Short task 1 » According to the news release about Sean Kay's book, on what date will the paperback edition come out?

Text segment »

-- begin --

Ohio Wesleyan Professor Sean Kay Issues Expanded Edition of ‘Rockin’ the Free World!’
By Cole Hatcher
DELAWARE, Ohio – Can rock and roll music make America great again? Ohio Wesleyan University professor Sean Kay explores this question in the soon-to-be-released, updated and expanded paperback edition of his book, “Rockin’ the Free World! How the Rock & Roll Revolution Changed America and the World.”
For the paperback edition, Kay, Ph.D., updated the entire book and added the afterword exploring the potential impact of rock music since the election of President Donald Trump in November 2016. The paperback edition will be released Nov. 7 by Rowman & Littlefield Publishers.
“If the question is ‘Can rock and roll make America great again?’ that is easily answered,” proclaims Kay, an expert in global security. “Rock and roll was a fundamental element of what made America great in the first place because it linked individuals to each other and amplified core American values. But the values that rock and roll reflected gained their content and strength from the people. Most of the time, most people figure out ways to get along and find creative and innovative solutions to challenges. Sometimes that can begin with a song.”
Recent examples of the power of music, Kay states, include the aftermath of the February shooting at Florida’s Marjory Stoneman Douglas High School that killed 17 students and staff and wounded 17 others.
“When serious crises demand it,” Kay notes, “the rock and roll ethic can shine—as it did in 2018, when student victims of a school mass shooting in Florida performed an original song for their community: ‘We’re not going to let you win, we’re putting up a fight. You may have brought the dark. But together we will shine the light.’ The rock and roll ethic was strong in these young leaders.”
In the body of “Rockin’ the Free World!” Kay explores how music has influenced issues ranging from racial justice and gender equality to political revolution and anti-war activism.
The book “takes readers inside ‘Bob Dylan’s America’ and shows how this vision linked the rock and roll revolution to American values of freedom, equality, human rights, and peace while tracing how those values have spread globally,” states publisher Rowman & Littlefield. “ ‘Rockin’ the Free World’ then shows how artists have engaged in advancing change via opportunity and education; domestic and international issue advocacy; and within the recording and broader communications industry.”
The book includes interviews with musicians, industry insiders, journalists, and activists including two-time Rock and Roll Hall of Fame inductee Graham Nash, recognized by the hall as a member of both Crosby, Stills and Nash and the Hollies.
“I have children. I have grandchildren,” Nash told Kay. “I’ve got to remain positive. I’ve got to think that I can help make the world a better place for myself and my family and my friends. Everything starts inside, doesn’t it? How far can the ripples go once you throw that stone into the pool.”

-- end --

Short task 2 » Extract each line of the records that contains the string "track". Case matters.

(Dataset rows on where objects appear)
-- begin --

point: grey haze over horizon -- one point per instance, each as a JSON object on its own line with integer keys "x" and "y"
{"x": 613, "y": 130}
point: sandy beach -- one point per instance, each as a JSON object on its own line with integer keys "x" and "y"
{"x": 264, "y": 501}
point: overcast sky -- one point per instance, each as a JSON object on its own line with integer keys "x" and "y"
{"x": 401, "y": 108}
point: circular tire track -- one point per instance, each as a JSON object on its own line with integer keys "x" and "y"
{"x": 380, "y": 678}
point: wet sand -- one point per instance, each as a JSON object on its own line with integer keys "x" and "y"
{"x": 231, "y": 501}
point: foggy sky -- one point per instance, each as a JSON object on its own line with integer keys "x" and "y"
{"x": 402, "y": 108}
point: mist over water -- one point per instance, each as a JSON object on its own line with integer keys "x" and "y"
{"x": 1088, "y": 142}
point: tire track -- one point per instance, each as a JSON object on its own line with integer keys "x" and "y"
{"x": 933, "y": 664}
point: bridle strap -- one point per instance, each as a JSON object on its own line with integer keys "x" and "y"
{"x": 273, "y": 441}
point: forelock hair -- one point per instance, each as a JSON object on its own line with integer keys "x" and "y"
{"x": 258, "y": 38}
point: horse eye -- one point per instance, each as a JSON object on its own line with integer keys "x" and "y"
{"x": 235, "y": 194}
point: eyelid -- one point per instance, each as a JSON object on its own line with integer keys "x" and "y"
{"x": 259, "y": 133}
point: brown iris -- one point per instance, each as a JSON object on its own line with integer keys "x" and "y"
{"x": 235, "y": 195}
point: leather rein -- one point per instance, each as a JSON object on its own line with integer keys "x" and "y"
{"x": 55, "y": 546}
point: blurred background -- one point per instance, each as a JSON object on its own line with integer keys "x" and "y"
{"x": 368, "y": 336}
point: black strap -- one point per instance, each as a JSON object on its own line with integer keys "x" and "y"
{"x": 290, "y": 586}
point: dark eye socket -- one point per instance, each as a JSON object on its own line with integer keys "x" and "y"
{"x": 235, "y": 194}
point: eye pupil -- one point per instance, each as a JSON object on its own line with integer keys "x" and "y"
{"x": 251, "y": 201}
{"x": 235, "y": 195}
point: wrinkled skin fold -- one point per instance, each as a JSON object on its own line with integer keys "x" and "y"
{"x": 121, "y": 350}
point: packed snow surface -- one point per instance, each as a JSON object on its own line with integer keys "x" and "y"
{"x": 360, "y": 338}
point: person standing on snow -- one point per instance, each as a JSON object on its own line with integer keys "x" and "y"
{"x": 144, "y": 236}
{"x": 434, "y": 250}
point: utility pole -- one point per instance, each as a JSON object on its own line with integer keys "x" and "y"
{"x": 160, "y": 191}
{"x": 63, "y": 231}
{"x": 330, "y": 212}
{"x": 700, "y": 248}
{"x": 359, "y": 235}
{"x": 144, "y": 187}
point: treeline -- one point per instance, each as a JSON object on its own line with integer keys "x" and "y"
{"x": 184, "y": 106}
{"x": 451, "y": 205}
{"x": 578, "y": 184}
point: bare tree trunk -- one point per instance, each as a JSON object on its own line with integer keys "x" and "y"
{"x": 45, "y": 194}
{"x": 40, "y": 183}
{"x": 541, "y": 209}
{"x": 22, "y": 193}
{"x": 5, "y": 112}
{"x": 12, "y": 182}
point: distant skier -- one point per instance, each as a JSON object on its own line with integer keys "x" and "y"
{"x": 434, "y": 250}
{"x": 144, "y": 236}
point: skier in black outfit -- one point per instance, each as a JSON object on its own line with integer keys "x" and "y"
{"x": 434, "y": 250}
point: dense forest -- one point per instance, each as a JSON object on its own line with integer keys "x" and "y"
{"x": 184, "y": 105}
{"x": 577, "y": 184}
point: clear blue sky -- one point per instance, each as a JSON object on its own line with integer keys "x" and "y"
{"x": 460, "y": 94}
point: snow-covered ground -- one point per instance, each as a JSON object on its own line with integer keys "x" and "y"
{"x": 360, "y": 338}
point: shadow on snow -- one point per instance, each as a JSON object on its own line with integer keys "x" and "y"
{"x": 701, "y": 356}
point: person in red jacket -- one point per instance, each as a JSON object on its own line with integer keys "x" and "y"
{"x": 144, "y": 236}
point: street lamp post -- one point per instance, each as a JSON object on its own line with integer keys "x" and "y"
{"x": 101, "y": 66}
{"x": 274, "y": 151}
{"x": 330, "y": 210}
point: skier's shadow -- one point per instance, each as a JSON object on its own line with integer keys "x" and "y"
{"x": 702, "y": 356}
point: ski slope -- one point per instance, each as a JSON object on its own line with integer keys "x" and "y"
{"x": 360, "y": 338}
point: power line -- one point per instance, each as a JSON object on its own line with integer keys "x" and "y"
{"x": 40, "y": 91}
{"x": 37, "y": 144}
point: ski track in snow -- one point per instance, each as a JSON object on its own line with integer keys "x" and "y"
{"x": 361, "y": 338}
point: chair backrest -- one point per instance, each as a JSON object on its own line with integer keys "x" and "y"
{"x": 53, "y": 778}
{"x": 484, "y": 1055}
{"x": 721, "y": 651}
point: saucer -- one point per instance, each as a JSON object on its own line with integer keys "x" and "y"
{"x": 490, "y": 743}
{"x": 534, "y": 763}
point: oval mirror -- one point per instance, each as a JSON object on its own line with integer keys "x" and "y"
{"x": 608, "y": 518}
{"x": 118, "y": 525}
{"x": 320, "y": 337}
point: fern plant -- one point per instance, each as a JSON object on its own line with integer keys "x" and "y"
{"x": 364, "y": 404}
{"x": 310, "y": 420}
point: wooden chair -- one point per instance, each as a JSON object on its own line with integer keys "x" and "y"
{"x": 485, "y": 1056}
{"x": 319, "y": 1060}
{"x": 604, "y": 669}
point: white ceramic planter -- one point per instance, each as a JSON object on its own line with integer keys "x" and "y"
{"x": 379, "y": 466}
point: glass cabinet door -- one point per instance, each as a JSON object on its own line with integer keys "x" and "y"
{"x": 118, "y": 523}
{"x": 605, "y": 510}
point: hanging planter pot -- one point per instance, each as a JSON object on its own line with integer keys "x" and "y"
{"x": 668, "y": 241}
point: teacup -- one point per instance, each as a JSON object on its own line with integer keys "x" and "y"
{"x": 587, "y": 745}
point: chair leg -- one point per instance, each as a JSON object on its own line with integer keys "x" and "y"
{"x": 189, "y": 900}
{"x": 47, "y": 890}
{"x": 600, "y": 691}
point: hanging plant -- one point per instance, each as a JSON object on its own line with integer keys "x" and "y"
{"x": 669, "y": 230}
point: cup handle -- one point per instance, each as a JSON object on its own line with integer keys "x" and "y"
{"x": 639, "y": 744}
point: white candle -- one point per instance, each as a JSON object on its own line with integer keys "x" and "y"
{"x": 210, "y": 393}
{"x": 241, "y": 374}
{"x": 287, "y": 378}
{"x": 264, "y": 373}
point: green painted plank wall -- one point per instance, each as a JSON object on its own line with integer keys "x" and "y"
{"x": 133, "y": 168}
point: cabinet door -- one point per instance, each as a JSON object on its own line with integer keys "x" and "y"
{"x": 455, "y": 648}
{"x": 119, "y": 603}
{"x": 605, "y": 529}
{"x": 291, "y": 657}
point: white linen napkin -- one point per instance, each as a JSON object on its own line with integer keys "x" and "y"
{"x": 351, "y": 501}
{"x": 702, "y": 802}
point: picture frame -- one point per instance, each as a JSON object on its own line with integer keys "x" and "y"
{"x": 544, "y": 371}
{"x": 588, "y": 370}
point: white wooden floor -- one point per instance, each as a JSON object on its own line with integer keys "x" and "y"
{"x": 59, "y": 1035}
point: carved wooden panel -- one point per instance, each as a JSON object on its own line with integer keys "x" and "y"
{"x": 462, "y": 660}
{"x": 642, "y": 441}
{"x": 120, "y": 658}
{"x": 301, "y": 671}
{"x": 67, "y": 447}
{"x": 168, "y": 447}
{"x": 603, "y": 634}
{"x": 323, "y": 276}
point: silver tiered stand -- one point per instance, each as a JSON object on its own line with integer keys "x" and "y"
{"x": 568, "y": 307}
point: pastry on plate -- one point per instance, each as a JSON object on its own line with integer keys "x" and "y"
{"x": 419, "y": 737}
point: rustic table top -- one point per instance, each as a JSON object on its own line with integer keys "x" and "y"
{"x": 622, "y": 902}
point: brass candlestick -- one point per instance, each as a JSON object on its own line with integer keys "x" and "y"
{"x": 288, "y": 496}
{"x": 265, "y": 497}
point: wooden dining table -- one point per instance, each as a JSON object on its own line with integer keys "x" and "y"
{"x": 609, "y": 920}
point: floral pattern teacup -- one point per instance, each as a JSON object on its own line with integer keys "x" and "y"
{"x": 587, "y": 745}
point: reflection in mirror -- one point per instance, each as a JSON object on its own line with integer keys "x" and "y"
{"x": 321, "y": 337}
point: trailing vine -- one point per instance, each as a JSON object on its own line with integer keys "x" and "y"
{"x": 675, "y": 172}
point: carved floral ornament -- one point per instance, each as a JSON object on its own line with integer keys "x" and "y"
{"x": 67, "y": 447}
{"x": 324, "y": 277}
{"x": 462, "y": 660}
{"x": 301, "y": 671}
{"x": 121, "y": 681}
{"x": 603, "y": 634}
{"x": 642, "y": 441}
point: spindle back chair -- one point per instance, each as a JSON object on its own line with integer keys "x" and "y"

-- end --

Full answer 1 » The paperback edition will be released Nov. 7.

Full answer 2 »
point: circular tire track -- one point per instance, each as a JSON object on its own line with integer keys "x" and "y"
point: tire track -- one point per instance, each as a JSON object on its own line with integer keys "x" and "y"
point: ski track in snow -- one point per instance, each as a JSON object on its own line with integer keys "x" and "y"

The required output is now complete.